Record set
=-=-=

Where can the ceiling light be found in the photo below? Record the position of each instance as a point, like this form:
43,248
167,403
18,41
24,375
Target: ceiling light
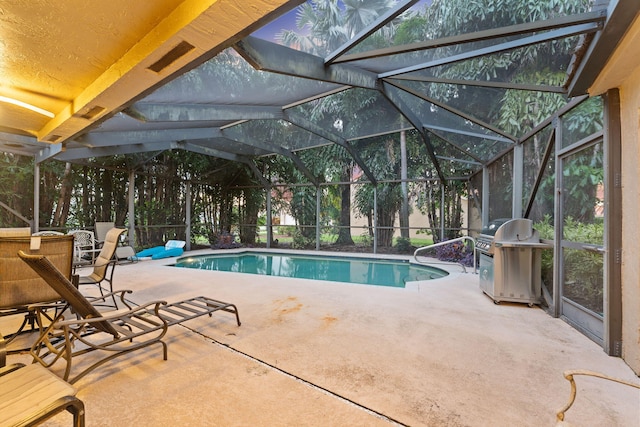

=-=-=

Required action
Pull together all lines from the data that mention the word "ceiling".

Response
Where can the ceiling light be found in the photo below? Record the position of each instance as a point, like this form:
Target: ceiling light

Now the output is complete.